Текст:
*****
Однако, кроме комплекса искусств из области хайкай, поэзия хайку достаточно тесно соотносилась и с рядом других дзэнских искусств, популярных как в эпоху позднего Средневековья, так и в Новое время. Это в первую очередь все занятия, призванные скрашивать досуг поэта: каллиграфия, монохромная и цветная живопись сумиэ, китайская классическая поэзия, икебана, садово-парковый дизайн, чайная церемония, составившие целый список тем, которым посвящены бесчисленные стихотворения хайку.
Басё развил и приумножил традиции истинного демократизма в мире хайку, объединив в служении общему делу аристократов, воинов, купцов, ремесленников и представителей вольных профессий. Положение и репутация в этом кругу определялись не родовитостью, не богатством и даже не нравственной чистотой, а преимущественно талантом. Редчайший случай для Японии периода Токугава, когда все общество зиждилось на сословной иерархии и знатный самурай считал для себя зазорным якшаться с простолюдином. Кёрай, вращавшийся в кругах придворной знати, дружил с обедневшим врачом Бонтё, который даже угодил в тюрьму за контрабанду. Выйдя на свободу, Бонтё был снова принят в компанию поэтов, как и нищий попрошайка Роцу. Знатное происхождение не спасало поэта от суровой критики и не давало ровным счетом никаких привилегий.
Благородство сформулированных Басё принципов накладывало отпечаток строгой изысканности на поэзию его учеников, поднимая этих людей, столь разных по происхождению, взглядам и занятиям, над мирской суетой и скверной. Как бы прозаичны и низменны ни были порой темы стихов, сами хайку всегда отражают завещанный Басё мудрый, жизнеутверждающий взгляд на этот мир. Неудивительно, что ученики и последователи старались придерживаться созерцательной философии жизни, подражать дзэнскому идеалу поэта-скитальца, явленному в личности Басё, и развивать стиль его поэзии сёфу, надолго определивший пути развития хайку. Тем самым они обозначали альтернативу «барочной» эстетике бренного мира укиё, столь высоко ценившей плотские наслаждения, женскую красоту, изящество интерьеров, пышность одежд и причесок, утонченность манер, изысканность посуды и обилие дорогих украшений. Вся традиционная, существовавшая ранее на протяжении многих веков эстетика дзэн-буддизма с ее приглушенной тональностью, неброскостью, сдержанностью изобразительных средств, столь типичная для поэзии хайку, становится в эпоху Эдо неприметной оборотной стороной карнавальной культуры укиё, выдвинувшей на передний план, казалось бы, совсем другие идеалы.
*****
Исходный материал:
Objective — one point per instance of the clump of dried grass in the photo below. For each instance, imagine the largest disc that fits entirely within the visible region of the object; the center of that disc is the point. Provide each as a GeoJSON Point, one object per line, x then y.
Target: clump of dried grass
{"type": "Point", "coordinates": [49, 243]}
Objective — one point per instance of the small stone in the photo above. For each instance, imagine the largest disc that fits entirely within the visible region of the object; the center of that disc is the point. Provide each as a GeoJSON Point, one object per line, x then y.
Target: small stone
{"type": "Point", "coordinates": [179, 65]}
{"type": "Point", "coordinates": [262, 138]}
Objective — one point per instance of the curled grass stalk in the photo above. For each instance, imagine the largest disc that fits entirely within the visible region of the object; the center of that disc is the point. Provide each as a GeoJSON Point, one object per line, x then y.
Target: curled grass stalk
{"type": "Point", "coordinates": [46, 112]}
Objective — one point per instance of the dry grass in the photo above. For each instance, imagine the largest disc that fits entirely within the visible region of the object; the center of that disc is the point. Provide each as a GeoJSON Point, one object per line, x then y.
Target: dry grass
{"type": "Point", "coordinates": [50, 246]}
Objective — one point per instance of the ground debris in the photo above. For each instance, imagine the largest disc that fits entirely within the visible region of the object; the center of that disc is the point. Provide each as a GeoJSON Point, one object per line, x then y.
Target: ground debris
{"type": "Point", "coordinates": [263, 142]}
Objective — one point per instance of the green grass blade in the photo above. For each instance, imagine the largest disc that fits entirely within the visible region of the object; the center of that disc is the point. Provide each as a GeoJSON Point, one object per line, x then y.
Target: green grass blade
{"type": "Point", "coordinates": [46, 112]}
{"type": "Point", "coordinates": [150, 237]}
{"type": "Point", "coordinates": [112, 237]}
*****
Что нужно сделать:
A - Кто из учеников, согласно тексту о хайку, вращался в кругах придворной знати и дружил с обедневшим врачом Бонтё?
B - Замените в тексте о хайку «икебана» на «бонсай» и приведите отрывок, начиная со слов «Однако, кроме комплекса» и заканчивая словами «бесчисленные стихотворения хайку.».

Ответы:
A - Кёрай.

B -
Однако, кроме комплекса искусств из области хайкай, поэзия хайку достаточно тесно соотносилась и с рядом других дзэнских искусств, популярных как в эпоху позднего Средневековья, так и в Новое время. Это в первую очередь все занятия, призванные скрашивать досуг поэта: каллиграфия, монохромная и цветная живопись сумиэ, китайская классическая поэзия, бонсай, садово-парковый дизайн, чайная церемония, составившие целый список тем, которым посвящены бесчисленные стихотворения хайку.